▶ [THINGS TO DO]:
1. In the text on the MiReBooks project, translate this sentence into Spanish: "These learning experiences allow lecturers to provide situations similar to hard-to-get real-life experiences."
2. Reproduce the part of the text on the MiReBooks project between "To counteract this, the" and "further problems [14].", inclusive.

▶ [EXCERPTED TEXT]:
*** Begin section ***

Overall, lecturers confirmed positive effects of MR in education [14]. However, there is still not a lot of empirical evidence within the field to confirm such expectations in general [8,9]. Using MR in mining courses is a particularly challenging task and there is still little knowledge of their efficient usage in mining engineering education [15].

2.2 The MiReBooks Project

We already introduced shortly into the difficult situation of the mining industry and its educational sector. This situation has led to a decline of social acceptance and damages the public image of the raw materials industry [2]. Following the sector becomes less and less attractive for students, while the demand in the sand, gravel and quarry industry is rising [18].

To counteract this, the European Institute of Innovation & Technology (EIT) Raw Materials launched the project MiReBooks (Mixed Reality Books) in 2018 [15]. 14 Pan-European partners work on different methods, technologies, and tools to address the current problems in the field of mining education. The purpose of the project is to increase the attractiveness of mining engineering for students [3]. The researchers work on possibilities to transfer theoretical knowledge into practical work [14]. This is one of the major challenges within the mining sector [19] since blasting, loading of rubble onto trucks or visiting a mine in general lead to safety risks, logistical challenges, and further problems [14].

Kazanin and Drebenstedt [19] compared the educational sector for leading countries in the mining industry like USA, Russia, and Germany. This research showed that education programs must meet “changing demands of national and global mining industry” and that it should incorporate “active involvement of the professional community in the process of training” [19]. Knowing these constraints, we can state that highly practice-oriented teaching in the field of mining engineering education is difficult to implement [14].

A possibility to ensure a more practical way of teaching is the use of MR. These technologies can be a helping tool when trying to overcome such constraints. Lee [20] and Winn [21] state that AR and VR enable more natural processes for interaction with virtual objects. According to Radu [22] such interaction increases the quality of the learning outcomes. Santos et al. [23] could also measure a positive effect on the performance of students using AR compared to traditional methods in their meta-analysis.

The MiReBooks project uses these findings and creates a framework for assisting teachers and students in mining engineering education. It is “a new digital learning experience that explores the way mining is taught, applied and changed in the future” [14]. We use AR and VR technologies to enhance traditional learning material. These learning experiences allow lecturers to provide situations similar to hard-to-get real-life experiences. The didactical concept behind the project will be discussed after explaining the literature study and explaining our results.

*** End section ***

▶ [DATA FOR ANALYSIS]:

*** Begin section ***

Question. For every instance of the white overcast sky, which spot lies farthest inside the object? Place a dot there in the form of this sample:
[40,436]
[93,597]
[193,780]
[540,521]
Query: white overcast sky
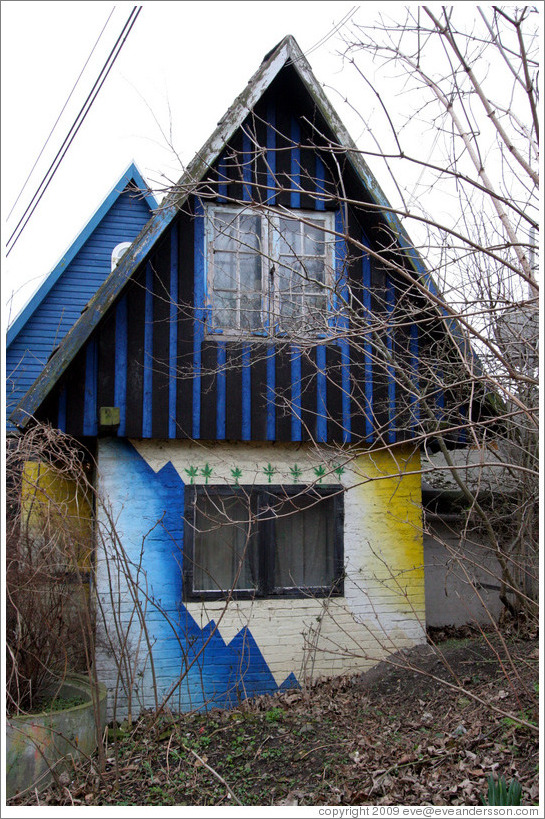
[181,67]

*** End section ***

▶ [COMPLETED EXERCISE]:
1. Estas experiencias de aprendizaje permiten a los profesores ofrecer situaciones similares a experiencias de la vida real difíciles de conseguir.

2.
To counteract this, the European Institute of Innovation & Technology (EIT) Raw Materials launched the project MiReBooks (Mixed Reality Books) in 2018 [15]. 14 Pan-European partners work on different methods, technologies, and tools to address the current problems in the field of mining education. The purpose of the project is to increase the attractiveness of mining engineering for students [3]. The researchers work on possibilities to transfer theoretical knowledge into practical work [14]. This is one of the major challenges within the mining sector [19] since blasting, loading of rubble onto trucks or visiting a mine in general lead to safety risks, logistical challenges, and further problems [14].